• [Work required]
From the data below, pull out each line that contains the word "water". Only matches with the same capitalization count.

• [Data entries]
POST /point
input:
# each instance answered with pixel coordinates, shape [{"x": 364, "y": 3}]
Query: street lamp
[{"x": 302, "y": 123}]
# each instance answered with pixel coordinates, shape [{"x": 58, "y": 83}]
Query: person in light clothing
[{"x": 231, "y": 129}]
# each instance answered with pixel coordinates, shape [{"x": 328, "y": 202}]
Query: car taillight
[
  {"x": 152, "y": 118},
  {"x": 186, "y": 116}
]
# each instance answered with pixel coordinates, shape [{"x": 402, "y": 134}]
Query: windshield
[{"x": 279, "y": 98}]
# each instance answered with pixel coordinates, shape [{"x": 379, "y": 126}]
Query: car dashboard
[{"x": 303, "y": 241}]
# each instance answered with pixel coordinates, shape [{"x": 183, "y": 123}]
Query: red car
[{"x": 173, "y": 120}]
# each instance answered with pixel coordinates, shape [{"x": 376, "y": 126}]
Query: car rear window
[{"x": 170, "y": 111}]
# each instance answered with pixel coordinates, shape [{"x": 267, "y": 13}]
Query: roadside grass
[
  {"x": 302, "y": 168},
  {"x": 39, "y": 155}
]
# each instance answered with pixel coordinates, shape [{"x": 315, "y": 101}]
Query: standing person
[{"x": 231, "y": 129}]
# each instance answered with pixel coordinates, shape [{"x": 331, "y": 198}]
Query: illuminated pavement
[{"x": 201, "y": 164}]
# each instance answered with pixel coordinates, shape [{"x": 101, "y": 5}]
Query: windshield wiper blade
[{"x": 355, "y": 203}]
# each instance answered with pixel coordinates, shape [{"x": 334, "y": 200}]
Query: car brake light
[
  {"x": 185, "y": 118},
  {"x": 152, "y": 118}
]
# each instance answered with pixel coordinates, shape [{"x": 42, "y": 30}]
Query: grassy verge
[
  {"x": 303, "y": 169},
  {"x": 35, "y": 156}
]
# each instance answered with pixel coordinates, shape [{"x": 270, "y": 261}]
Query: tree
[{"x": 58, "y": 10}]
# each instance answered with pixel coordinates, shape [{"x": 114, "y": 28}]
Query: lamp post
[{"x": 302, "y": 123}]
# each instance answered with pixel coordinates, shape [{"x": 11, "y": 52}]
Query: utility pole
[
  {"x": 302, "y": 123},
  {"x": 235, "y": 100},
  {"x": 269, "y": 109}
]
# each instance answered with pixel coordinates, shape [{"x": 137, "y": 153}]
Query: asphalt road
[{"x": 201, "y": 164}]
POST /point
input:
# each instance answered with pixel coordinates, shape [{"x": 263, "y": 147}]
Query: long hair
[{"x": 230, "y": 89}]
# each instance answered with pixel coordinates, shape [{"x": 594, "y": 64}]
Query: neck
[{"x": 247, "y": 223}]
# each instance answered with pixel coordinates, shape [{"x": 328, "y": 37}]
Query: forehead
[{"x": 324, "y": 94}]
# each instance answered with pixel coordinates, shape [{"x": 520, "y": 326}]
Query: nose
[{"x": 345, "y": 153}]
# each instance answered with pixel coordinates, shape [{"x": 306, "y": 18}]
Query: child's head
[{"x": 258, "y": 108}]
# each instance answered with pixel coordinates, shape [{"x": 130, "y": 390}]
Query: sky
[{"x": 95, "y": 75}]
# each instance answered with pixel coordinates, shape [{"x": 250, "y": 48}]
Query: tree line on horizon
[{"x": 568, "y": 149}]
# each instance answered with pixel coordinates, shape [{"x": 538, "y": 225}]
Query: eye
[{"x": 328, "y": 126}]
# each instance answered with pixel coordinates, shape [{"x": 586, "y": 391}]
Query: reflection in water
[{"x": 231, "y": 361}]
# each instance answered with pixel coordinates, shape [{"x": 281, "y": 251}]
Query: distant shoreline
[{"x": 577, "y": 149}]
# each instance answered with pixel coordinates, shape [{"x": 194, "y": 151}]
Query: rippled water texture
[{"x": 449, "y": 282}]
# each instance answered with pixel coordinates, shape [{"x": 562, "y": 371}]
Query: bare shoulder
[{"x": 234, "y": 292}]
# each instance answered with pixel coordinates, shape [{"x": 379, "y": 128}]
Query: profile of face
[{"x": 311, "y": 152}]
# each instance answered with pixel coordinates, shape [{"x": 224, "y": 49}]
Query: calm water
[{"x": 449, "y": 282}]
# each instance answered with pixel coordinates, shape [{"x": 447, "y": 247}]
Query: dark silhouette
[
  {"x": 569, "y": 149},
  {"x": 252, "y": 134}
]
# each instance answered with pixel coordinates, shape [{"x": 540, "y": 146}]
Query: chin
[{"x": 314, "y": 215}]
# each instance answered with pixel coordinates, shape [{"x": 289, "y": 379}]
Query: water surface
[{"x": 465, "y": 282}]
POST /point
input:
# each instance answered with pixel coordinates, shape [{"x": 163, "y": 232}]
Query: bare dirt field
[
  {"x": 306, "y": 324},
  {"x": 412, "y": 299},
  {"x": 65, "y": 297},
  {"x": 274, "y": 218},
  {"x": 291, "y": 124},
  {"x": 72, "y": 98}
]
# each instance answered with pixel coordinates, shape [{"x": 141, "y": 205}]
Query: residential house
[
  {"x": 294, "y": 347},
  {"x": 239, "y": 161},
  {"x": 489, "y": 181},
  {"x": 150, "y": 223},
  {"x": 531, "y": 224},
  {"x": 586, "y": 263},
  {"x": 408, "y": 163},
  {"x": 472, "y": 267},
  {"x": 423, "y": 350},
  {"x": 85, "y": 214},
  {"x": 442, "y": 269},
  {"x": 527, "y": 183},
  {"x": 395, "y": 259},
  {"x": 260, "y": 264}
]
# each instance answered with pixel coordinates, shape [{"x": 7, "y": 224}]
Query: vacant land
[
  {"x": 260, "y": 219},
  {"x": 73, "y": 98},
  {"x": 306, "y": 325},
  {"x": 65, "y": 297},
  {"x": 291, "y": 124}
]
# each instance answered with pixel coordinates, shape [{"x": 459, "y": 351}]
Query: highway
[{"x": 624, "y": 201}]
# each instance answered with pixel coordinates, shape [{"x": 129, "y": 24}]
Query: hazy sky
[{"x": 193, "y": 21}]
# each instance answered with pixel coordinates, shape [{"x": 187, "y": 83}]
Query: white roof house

• [Task result]
Query: reflection in water
Query: rippled water texture
Query: calm water
Query: water surface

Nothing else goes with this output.